§ SOURCE DOCUMENT:
These are just soft errors in checksums. They would have had the master disk, read it into the mass copying machine and change those bits there in memory.
OK, so this is a very "BASIC" way to implement the protection, and we see that it's easy to beat. But that's why the smarter programmers have written that protection in assembly/ML; the average/"BASIC" Joe doesn't know how to beat it that easily. But then at the next level I guess there's an even more complex level of programming that would make even other ML-savvy people have a hard time beating it. That's why we see some say "Cracked by..." on them. Let's see you work on these also (an "easy" ML one and a tough ML one).
It's a cat and mouse game between developers and "hackers" (quoted because original hackers used to delve into such things, we no longer consider ourselves that anymore because the term has been stolen by those who couldn't program a toaster). There really isn't anything that a developer can do from the local standpoint that can protect anything, and it's not only hilarious but also sad because they waste so much money on the most complex creations and charge decent customers to pay for something that will be broken in a week. The way things are now, with alpha/beta early releases and "buy ahead of time," it just makes no sense...they get their money, and it has been proven that piracy doesn't harm a brand unless it sets out to be harmed by it (like Spore did). From a nonlocal, it's a different world entirely....not completely off the table, but still difficult. Even World of Warcraft was dismantled. Sure, you don't get all the frills from the updates immediately, but that's not the point. When you buy something, you should own it and be able to do with it what you want....we've grown to accustomed to renting everything.
Actually, it was relatively easy to "crack" even machine code protection in a few hours by skilled groups. Essentially, you would get Action Replay cartridge or something similar that could stop program execution at the moment when copy protection happens and then you could find piece of code that does copy protection and simply bypass it like in this video, only in assembly language. Problematic were insidious copy protection like in the game Pirates! where wrong answer would not kick you out of the game. Instead, it would continue but some flag would be set in such manner that game becomes much harder and after a while unplayable ;)
@@aleksazunjic9672 I liken protection like that to the FBI warning messages or annoying anti-pirate messages on BD disks. It is a motivator to pirate the content, since accidentally choosing the wrong year in Pirates would actually screw you over. A pirated version would have that check bypassed completely, so you don't even need to spend the time looking those things up. I would not be surprised at all if those kinds of protections actually increased piracy.

§ THE REQUEST: Write the next part of the discussion about software copy protection, picking up after its final sentence. The entries that come next have nothing to do with this.

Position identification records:
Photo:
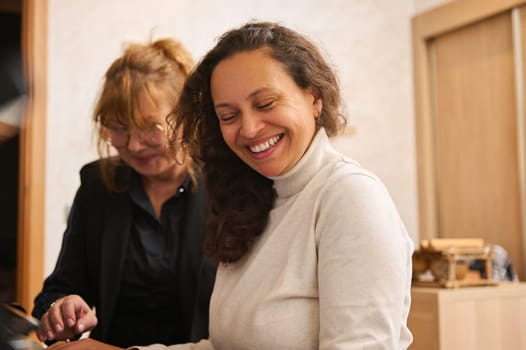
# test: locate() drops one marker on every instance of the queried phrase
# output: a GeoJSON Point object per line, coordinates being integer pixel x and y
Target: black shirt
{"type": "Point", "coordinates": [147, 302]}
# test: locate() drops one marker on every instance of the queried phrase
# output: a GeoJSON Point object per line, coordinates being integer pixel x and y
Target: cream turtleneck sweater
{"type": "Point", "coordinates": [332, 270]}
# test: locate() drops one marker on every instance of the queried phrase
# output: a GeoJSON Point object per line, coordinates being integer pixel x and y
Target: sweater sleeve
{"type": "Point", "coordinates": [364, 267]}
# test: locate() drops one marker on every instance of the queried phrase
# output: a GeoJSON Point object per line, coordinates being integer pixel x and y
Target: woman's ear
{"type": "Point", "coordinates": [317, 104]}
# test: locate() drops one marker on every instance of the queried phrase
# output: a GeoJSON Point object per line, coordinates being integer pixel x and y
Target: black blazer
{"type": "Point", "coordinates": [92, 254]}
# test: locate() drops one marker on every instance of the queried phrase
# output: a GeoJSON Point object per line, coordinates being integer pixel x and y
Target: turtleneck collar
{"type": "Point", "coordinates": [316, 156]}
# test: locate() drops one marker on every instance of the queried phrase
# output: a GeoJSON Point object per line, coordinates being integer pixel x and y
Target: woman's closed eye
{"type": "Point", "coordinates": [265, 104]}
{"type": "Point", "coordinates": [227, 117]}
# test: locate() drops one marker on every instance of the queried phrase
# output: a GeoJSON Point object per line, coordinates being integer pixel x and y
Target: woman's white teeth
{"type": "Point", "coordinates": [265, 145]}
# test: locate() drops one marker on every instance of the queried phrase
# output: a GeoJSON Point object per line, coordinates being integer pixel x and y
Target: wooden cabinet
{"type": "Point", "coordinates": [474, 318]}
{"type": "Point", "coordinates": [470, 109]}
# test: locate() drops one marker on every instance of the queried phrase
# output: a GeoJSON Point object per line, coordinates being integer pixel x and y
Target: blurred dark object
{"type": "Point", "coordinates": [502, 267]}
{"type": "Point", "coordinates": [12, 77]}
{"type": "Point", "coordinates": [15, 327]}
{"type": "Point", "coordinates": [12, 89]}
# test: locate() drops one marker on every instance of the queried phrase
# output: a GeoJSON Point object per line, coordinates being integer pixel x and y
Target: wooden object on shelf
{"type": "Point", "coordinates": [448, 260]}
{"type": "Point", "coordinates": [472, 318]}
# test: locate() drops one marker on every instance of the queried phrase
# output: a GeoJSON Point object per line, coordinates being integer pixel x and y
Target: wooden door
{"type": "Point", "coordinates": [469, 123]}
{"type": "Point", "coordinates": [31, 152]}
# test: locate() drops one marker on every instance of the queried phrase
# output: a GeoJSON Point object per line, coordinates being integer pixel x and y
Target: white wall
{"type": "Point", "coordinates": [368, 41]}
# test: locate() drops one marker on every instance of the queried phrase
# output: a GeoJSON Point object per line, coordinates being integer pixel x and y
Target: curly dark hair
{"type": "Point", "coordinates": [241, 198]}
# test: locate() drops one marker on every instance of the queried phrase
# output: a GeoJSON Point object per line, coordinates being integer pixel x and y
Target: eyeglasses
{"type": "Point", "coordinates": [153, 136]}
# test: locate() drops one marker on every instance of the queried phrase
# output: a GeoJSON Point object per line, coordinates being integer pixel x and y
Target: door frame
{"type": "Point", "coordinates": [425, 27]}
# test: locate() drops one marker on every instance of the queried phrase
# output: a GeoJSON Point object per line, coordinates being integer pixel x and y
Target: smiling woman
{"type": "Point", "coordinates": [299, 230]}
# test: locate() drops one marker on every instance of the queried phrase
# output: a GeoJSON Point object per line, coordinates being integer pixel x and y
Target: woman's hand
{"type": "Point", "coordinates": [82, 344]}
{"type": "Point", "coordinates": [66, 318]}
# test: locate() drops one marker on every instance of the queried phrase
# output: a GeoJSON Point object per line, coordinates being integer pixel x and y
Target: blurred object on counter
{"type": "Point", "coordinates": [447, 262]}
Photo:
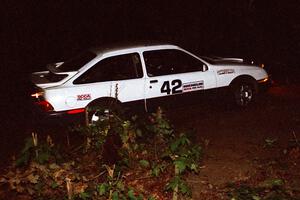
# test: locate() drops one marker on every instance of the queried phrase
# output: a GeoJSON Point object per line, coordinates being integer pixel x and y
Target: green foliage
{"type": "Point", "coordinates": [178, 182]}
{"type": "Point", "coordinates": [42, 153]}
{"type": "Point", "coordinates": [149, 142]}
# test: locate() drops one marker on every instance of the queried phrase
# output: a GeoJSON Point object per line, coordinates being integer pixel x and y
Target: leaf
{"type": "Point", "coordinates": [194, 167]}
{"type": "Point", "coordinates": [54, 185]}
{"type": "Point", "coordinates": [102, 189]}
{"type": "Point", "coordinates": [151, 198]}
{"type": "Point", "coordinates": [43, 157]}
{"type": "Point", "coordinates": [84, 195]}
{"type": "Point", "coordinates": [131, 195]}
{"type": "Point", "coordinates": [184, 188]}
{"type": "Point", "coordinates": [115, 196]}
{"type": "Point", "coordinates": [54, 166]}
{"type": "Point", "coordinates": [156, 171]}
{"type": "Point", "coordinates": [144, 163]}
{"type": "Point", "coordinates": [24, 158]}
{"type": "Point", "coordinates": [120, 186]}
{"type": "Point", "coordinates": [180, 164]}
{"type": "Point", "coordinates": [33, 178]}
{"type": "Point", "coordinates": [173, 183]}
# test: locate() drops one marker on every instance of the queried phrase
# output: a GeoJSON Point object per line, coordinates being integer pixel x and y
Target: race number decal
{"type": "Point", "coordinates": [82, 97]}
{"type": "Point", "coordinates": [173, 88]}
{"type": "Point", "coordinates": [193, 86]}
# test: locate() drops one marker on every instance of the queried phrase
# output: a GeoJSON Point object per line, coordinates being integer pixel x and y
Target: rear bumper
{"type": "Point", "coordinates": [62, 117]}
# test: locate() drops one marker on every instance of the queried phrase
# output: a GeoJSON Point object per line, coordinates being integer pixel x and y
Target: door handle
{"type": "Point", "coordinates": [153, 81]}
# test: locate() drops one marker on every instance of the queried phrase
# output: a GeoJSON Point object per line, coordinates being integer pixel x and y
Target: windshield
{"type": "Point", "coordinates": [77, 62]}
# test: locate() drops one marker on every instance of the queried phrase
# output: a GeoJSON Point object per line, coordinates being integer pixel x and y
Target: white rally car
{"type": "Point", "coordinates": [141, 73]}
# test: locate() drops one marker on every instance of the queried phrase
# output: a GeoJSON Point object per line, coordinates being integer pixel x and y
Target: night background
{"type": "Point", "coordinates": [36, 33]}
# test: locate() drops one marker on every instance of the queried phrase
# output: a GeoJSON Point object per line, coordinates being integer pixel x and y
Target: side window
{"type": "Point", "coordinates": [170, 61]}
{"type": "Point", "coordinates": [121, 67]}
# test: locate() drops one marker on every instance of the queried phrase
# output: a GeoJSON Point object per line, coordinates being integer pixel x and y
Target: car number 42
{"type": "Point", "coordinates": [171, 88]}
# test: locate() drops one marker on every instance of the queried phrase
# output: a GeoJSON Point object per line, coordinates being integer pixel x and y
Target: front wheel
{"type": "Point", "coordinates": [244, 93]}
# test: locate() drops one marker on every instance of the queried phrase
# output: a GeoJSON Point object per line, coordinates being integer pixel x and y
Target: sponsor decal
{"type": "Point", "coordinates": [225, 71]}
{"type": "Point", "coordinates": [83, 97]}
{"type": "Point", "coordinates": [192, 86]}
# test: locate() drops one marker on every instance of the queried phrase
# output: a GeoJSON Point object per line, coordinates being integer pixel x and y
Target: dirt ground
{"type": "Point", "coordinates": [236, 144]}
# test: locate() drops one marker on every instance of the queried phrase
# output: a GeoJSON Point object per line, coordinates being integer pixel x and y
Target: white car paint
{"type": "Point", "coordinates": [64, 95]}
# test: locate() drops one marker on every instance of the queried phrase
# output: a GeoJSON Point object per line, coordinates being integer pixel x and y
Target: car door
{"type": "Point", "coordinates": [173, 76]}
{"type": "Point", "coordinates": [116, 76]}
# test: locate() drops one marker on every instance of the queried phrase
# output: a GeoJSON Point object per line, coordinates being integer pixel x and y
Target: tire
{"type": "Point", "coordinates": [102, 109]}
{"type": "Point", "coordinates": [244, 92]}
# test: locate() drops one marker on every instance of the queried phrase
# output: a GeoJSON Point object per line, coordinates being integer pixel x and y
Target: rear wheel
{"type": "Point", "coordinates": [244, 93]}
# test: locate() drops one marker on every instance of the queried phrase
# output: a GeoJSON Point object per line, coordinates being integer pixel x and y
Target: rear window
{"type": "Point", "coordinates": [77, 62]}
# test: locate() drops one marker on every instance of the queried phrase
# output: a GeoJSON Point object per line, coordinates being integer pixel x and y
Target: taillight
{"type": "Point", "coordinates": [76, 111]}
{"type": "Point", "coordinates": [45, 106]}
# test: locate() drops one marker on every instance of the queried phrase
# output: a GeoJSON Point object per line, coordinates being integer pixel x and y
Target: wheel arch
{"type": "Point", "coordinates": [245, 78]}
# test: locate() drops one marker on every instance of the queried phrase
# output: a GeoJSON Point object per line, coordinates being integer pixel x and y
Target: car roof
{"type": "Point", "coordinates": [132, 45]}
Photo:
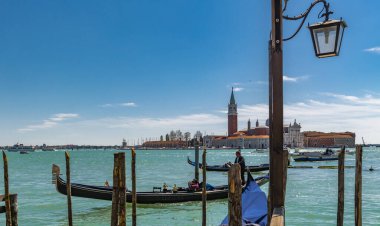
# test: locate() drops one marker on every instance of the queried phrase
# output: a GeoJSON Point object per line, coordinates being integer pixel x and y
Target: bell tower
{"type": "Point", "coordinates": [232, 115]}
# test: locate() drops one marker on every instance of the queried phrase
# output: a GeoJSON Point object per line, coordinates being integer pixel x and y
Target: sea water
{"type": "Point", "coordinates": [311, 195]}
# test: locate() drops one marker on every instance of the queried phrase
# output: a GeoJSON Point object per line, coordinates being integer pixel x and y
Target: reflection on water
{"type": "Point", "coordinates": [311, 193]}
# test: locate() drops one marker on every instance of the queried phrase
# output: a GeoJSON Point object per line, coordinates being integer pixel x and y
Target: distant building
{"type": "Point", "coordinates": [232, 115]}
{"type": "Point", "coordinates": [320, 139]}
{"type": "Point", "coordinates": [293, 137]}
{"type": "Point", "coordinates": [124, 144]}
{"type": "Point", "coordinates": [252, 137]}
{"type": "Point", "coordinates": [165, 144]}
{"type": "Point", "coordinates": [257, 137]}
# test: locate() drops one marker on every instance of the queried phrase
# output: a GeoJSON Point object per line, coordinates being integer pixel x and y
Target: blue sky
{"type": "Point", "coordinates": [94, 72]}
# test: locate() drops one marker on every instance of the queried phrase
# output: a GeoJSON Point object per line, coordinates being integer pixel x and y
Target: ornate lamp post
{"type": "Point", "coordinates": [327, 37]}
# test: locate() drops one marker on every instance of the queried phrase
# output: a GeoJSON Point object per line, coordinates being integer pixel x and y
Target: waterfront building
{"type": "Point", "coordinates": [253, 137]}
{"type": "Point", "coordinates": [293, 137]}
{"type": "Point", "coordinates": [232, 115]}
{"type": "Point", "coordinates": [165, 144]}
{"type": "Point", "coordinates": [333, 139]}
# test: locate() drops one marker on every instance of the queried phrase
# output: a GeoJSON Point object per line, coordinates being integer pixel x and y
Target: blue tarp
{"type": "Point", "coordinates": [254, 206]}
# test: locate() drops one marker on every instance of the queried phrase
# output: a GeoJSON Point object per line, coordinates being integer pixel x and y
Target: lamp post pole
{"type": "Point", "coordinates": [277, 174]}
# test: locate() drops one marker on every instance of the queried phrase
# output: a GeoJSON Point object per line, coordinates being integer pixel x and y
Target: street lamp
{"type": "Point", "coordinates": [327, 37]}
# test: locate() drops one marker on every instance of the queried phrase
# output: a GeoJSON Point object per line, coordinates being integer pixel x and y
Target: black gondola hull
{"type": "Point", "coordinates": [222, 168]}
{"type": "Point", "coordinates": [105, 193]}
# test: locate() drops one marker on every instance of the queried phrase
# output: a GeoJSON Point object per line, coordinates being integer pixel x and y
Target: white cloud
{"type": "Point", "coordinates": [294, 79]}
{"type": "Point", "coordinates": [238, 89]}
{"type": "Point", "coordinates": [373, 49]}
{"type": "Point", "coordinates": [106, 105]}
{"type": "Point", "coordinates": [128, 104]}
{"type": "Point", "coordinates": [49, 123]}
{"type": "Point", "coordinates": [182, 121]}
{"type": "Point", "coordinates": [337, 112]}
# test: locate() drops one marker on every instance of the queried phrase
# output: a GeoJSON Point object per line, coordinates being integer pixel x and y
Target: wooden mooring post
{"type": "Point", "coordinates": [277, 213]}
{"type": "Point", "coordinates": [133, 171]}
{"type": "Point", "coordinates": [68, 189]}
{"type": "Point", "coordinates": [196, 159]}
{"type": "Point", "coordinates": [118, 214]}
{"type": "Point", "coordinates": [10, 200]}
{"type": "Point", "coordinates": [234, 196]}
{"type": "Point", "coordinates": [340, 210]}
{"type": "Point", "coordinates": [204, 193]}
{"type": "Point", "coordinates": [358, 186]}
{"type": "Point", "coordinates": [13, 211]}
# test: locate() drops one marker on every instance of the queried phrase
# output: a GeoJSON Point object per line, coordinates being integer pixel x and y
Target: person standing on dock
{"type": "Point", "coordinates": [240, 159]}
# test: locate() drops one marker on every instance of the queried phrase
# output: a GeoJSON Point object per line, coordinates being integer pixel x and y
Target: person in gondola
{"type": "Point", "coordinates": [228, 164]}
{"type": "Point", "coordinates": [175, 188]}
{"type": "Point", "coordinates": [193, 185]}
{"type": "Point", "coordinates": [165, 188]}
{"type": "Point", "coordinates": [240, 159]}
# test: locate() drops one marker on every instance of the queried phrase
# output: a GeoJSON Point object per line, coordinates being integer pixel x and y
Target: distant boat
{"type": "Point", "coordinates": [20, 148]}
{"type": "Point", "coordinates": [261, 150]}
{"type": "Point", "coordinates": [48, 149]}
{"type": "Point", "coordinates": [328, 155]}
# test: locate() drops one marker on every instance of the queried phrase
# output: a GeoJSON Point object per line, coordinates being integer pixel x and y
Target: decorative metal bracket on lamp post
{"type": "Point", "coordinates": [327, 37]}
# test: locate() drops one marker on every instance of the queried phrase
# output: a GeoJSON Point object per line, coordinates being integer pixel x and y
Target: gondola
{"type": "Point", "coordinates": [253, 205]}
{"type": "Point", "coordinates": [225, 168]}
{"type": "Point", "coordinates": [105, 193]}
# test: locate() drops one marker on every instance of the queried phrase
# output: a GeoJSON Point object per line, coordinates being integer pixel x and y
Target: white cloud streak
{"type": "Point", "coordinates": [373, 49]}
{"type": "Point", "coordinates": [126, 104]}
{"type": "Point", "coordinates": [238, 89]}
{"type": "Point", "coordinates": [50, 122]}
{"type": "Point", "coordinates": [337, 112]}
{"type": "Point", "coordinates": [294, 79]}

§ FINAL ANSWER:
@@RandyFortier Well, problem was it was not easy to crack such protection. All it would would be XOR-ing your answer with some memory locations and doing some other mumbo-jumbo. And if you change the code to skip protection then the game would be still in hard mode. In fact, it looks like hard mode was default, and only proper answer would "unlock" the game. In any case, it took a while for cracking groups to do Pirates!, by that time game was already sold out.
@@aleksazunjic9672 haha, well at least I was able to return my copy. The beauty of that game was that they laid off the physical protections in favour of the softer password protections, which you could work on with a copy of the game.
You reached around behind your Commodore and hit a button or a switch to access some sort of hardware interrupt -- what was that and where did you get it from?
1. i have heard that the buzzing of the drive is bad for the drive and you are supposed to turn off the computer when the disk does that.* 2. in addition to nibbling couldnt they copy down to the individual 1s and 0s that make up the data? while even slower it could furtherly duplicate more precise errors that may be used. *= since the buzzing was supposedly bad for the drive i am surprised that the system did that as a protection check. wouldnt a simple crc check be a better way?
1. An occasional clatter while loading a game isn't going to do much wear. I think doing a lot of alternate reading and writing on a disk with a lot of fragmented files, like a programmer would, would cause a lot more wear. 2. The errors were in extra bytes outside the main 256 bytes of data of a block and can't be directly read or written through ordinary means. You would have to write what's called a wedge program which you send to the disk drive's RAM to be able to place one of these errors on the disk, as the drive does not have a built in way to add errors.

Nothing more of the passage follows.